TASK 1:
Answer these questions using the Alumni Foundation interview, marking each answer with the same letter.
(a) What happened to the annual meeting the Foundation was preparing when the pandemic hit, and why?
(b) On average, about how many people did the annual meetings attract?
(c) What share of that number attended the online equivalent last year?
TASK 2:
Quote the Alumni Foundation interview word for word, from "We need to show" up to and including "achievements so far?".

What impact had the corona pandemic on the Alumni Foundation?

“The pandemic hit us hard. We were in the middle of preparing our annual meeting which had to be cancelled due to the restrictions. On average, we attracted about 150 people at our annual meetings. In the online equivalent last year, not even twenty per cent of that attended. That is quite a decrease in terms of engagement. Naturally, I believe the engagement will come back when we can host physical events again. I think what we did not realise, is that joining an online event is not always an obvious choice for the members.

We need to show everyone that we still have what it takes to organise events, that we are not just online, but that you can also meet alumni in person.” 

What are your main achievements so far?

SOURCE MATERIAL:
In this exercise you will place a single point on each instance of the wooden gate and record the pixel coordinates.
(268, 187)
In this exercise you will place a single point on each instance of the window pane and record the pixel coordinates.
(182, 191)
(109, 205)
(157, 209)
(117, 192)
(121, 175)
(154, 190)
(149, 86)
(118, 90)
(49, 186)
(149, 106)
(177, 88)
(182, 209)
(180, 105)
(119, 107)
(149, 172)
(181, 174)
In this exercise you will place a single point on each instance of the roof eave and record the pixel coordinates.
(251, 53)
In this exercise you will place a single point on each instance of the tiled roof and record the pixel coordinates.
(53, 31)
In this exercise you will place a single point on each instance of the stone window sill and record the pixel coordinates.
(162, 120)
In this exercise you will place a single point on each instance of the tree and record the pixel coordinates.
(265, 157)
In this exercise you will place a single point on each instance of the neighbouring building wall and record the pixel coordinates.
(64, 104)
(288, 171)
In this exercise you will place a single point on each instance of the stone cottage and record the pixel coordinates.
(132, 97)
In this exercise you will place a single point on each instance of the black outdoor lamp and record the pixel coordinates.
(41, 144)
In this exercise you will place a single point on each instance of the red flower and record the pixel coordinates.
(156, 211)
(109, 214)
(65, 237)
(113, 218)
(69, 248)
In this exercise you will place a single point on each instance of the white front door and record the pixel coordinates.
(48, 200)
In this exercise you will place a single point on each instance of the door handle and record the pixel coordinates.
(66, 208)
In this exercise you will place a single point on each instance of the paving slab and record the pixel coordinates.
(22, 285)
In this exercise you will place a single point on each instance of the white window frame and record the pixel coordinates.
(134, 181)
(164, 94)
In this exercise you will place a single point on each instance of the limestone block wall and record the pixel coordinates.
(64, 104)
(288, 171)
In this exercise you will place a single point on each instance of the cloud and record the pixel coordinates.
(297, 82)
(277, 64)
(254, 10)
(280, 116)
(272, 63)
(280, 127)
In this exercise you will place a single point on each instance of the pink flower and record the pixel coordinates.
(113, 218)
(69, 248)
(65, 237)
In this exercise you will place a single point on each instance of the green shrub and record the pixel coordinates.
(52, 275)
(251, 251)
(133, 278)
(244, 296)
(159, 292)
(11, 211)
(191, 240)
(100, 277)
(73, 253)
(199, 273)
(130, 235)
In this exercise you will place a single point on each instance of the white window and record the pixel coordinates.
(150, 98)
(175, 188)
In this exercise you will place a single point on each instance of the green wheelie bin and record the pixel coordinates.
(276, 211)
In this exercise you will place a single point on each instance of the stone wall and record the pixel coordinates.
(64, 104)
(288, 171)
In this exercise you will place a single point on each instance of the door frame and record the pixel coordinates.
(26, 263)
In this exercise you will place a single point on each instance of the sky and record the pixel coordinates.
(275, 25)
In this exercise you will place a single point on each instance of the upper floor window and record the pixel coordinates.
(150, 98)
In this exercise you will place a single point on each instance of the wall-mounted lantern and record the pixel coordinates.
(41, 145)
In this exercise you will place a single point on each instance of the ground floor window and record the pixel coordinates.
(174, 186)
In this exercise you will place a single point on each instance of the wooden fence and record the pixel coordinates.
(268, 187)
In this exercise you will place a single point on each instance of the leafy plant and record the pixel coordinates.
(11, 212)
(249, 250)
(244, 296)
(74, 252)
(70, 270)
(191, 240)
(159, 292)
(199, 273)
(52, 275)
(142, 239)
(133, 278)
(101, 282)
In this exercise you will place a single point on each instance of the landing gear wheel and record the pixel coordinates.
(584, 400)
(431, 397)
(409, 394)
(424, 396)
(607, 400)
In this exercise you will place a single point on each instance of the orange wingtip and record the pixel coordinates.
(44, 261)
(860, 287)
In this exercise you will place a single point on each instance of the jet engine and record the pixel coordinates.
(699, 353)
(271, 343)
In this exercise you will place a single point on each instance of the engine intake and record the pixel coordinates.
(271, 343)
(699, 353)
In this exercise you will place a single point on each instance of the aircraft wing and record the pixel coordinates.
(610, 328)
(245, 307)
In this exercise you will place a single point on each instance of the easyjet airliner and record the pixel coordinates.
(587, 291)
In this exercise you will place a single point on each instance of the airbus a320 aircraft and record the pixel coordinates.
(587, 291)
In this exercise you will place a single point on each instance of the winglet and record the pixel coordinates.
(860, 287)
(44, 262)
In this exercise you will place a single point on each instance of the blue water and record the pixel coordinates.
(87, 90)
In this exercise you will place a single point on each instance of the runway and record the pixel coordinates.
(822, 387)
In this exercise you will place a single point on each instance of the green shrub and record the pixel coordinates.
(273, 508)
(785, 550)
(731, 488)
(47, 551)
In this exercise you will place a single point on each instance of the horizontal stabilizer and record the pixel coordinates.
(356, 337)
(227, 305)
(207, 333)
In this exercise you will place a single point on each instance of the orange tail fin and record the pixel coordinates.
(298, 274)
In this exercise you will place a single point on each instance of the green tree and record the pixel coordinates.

EXPECTED ANSWER 1:
(a) It had to be cancelled due to the restrictions.
(b) About 150 people.
(c) Not even twenty per cent.

EXPECTED ANSWER 2:
We need to show everyone that we still have what it takes to organise events, that we are not just online, but that you can also meet alumni in person.” 

What are your main achievements so far?